* [SUPPLIED INFORMATION]
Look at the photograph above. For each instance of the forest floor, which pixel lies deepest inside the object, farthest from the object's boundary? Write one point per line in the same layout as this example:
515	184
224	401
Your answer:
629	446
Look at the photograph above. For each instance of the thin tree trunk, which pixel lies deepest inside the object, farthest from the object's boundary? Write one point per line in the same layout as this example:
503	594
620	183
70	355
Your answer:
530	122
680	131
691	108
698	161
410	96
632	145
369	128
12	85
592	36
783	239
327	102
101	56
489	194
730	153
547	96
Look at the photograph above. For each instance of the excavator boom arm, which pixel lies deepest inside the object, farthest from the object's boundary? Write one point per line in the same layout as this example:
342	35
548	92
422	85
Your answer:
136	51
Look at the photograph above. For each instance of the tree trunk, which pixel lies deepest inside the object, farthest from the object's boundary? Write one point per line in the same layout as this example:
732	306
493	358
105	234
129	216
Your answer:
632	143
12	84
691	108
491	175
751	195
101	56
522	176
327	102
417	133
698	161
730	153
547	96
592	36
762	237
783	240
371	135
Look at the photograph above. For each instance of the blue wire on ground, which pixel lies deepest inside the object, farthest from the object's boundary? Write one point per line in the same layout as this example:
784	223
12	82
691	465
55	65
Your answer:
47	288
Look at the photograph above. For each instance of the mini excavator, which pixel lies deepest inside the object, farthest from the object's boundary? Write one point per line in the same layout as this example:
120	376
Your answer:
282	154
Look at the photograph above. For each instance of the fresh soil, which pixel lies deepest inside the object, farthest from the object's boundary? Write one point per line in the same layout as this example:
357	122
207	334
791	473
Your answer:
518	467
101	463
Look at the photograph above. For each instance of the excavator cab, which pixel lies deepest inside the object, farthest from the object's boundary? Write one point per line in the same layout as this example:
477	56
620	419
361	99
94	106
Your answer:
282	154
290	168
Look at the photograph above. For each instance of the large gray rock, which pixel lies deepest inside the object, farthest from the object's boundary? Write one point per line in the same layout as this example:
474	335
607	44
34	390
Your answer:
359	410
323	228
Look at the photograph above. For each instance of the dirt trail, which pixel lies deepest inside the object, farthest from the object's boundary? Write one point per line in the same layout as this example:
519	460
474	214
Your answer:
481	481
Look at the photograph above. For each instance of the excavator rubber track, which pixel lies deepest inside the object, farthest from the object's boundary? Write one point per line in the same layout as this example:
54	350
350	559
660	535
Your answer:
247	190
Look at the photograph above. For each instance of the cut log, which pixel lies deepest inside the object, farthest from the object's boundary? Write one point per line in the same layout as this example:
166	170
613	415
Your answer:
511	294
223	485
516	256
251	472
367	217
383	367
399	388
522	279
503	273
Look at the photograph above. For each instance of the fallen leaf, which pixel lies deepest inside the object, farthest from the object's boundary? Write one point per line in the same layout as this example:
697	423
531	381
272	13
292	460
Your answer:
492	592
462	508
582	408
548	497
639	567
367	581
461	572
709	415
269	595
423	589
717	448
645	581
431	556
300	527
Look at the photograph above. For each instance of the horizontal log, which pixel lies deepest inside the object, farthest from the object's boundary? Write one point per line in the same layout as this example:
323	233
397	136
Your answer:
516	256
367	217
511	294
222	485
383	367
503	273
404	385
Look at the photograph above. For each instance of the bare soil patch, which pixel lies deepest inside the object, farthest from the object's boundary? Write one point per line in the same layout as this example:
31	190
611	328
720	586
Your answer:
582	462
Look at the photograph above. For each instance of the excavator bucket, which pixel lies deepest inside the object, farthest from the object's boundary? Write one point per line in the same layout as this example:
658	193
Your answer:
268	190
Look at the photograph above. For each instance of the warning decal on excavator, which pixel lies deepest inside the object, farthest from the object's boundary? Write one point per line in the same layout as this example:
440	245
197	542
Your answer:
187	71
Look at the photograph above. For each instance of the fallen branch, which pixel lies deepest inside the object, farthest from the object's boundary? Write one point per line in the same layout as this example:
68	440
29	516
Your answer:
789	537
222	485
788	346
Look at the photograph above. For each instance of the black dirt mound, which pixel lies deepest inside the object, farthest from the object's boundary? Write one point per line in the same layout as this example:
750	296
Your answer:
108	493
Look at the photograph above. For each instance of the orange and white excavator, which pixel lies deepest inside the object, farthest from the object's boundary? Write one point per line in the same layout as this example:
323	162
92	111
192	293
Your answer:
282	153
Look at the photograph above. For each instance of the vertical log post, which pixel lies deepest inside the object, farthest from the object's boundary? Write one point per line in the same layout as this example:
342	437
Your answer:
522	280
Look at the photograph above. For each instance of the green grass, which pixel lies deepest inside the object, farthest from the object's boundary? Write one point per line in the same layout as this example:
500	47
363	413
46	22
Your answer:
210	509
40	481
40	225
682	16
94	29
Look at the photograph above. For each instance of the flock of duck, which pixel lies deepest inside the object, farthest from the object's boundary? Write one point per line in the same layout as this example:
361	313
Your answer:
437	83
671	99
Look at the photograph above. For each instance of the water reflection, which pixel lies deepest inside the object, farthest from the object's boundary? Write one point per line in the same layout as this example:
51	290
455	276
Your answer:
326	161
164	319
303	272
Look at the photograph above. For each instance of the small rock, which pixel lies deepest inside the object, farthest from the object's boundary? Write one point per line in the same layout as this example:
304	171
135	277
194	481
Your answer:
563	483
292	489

* [TASK REQUIREMENTS]
Reproduce the entries above exactly.

* [COMPLETE OUTPUT]
Look at the photograph above. For each instance of the forest floor, which pixel lies deepest inside the object, farthest from the object's boundary? Write one point per line in the same layout as this example:
515	184
224	401
Your answer:
629	446
Look at the photograph above. For each instance of the thin tree trunk, which pixel lies deepest inside the object, farthest from the object's boundary? Write one point per line in the same layout as this example:
503	594
620	183
70	355
Your answer:
530	122
680	131
691	108
698	161
410	96
632	145
369	128
12	85
592	36
783	239
327	102
101	56
489	194
730	153
547	96
Look at the photograph above. For each instance of the excavator boom arm, which pixel lies deepest inside the object, farthest from the object's boundary? Write one point per line in the same layout as this example:
342	35
548	92
422	85
Your answer:
136	51
Look at the photograph above. For each instance of the tree trunk, which pixel lies deepest inside the object, farthest from the object's boundary? Write one point per line in the same layout as this example:
732	306
493	358
105	234
129	216
Your answer:
632	143
12	84
691	108
491	175
751	195
101	56
522	176
327	102
417	133
698	161
730	153
547	96
592	36
762	237
783	240
371	135
Look at the photograph above. For each instance of the blue wire on ground, which pixel lies deepest inside the object, farthest from the object's boundary? Write one point per line in the same layout as this example:
784	223
12	82
691	465
55	65
Your answer:
47	288
Look at the photograph above. For each instance of the mini excavator, which pixel lies deepest inside the object, farthest from the object's boundary? Write one point per line in the same layout as this example:
120	376
Your answer:
282	154
Look at the photograph above. For each instance of the fresh soil, which pixel lies deepest inside the object, farthest from the object's boundary? Write one point per line in the same layout as this example:
357	122
207	334
791	473
Your answer:
518	467
101	463
Look at the photograph above. For each instance of the excavator cab, which pixel lies deepest inside the object, farthest from the object's boundary? Write one point per line in the same layout as this example:
477	56
620	419
361	99
94	106
Your answer:
282	154
290	168
Look at the photograph above. For each instance of the large gray rock, which pixel lies deepest inside the object, farthest from the object's boundary? Write one point per line in the same layout as this example:
474	335
607	44
34	390
Your answer:
359	410
323	228
Look at the photograph above. For each instance of the dirt trail, which pixel lies deepest inside the object, farthest from the object's boundary? Write one point per line in the same layout as this example:
519	460
474	214
Your answer:
481	481
Look at the photograph above. For each instance of the excavator rubber track, which pixel lies deepest inside the object, farthest from the object's boundary? Write one point per line in the same layout as this example:
54	350
350	559
660	535
Your answer:
247	190
Look at the photograph above. For each instance of the cut log, which pixel lies deepest inside the object, farthest from the object's boundary? Write one point per line in the same layout as this example:
166	170
613	415
Your answer:
511	294
223	485
516	256
251	472
367	217
383	367
399	388
522	279
503	273
Look at the photograph above. For each instance of the fallen leaf, which pixel lies deepest inside the object, farthest from the object's boundary? Write one point per line in the same layout as this example:
697	423
531	381
272	13
292	460
Your answer:
492	592
462	508
582	408
548	497
639	567
367	581
461	572
709	415
269	595
423	589
717	448
645	581
431	556
300	527
Look at the photograph above. For each instance of the horizontal log, which pixel lies deepest inside the object, farthest from the object's boundary? Write one point per line in the same layout as this example:
323	233
397	136
Your answer:
516	256
367	217
511	294
222	485
383	367
503	273
404	385
Look at the photograph above. For each instance of the bare soil patch, which pixel lies deepest inside the object, farthest from the object's boundary? Write one point per line in the same layout as this example:
31	190
611	328
720	586
Your answer:
582	462
Look at the photograph above. For each instance of the excavator bucket, which pixel lies deepest inside the object, farthest from the object's boundary? Write one point per line in the same layout as this example:
658	193
Your answer:
268	190
Look at the photograph above. For each instance of the warning decal on excavator, which pixel lies deepest inside the object, farthest from the object's boundary? Write one point per line in the same layout as this example:
440	245
197	542
Your answer:
187	71
Look at the photograph above. For each instance of the fallen branch, which pixel lies deepest inside the object, farthest from the object's boundary? Write one point per line in the same layout as this example:
68	440
29	516
Your answer:
789	537
222	485
788	346
Look at the photograph above. For each instance of the black dirt mound, which pixel lies deepest inside the object, farthest from the object's boundary? Write one point per line in the same layout as this example:
750	296
Your answer:
108	493
Look at the photograph above. For each instance of the orange and white excavator, which pixel lies deepest inside the object, farthest from the object's boundary? Write one point per line in the same layout as this example:
323	162
92	111
192	293
Your answer:
282	153
Look at the photograph above. For each instance of the vertical log post, which pixel lies deepest inside the object, farthest from the object's boundary? Write one point per line in the same layout as this example:
342	437
Your answer:
522	280
Look at the photograph above. For each instance of the green grass, which pixel lies deepest inside the object, farthest from the object's boundary? Write one point per line in the same layout as this example:
500	47
363	413
46	22
Your answer:
210	509
40	481
40	225
682	16
94	29
Look at the photograph above. For each instance of the flock of duck, which pixel lies deepest inside the object, farthest from the object's boundary? Write one point per line in the same layout as this example:
361	313
Your answer:
437	83
671	99
Look at the photograph above. For each instance of the water reflection, which pixel lies deepest inside the object, farthest from the object's boundary? Write one point per line in the same layout as this example:
51	290
455	276
Your answer:
326	161
164	319
303	272
Look at the photograph above. For each instance of the small rock, which pixel lies deepest inside the object, farthest from the object's boundary? Write one point per line in the same layout as this example:
304	171
135	277
194	481
Your answer:
563	483
292	489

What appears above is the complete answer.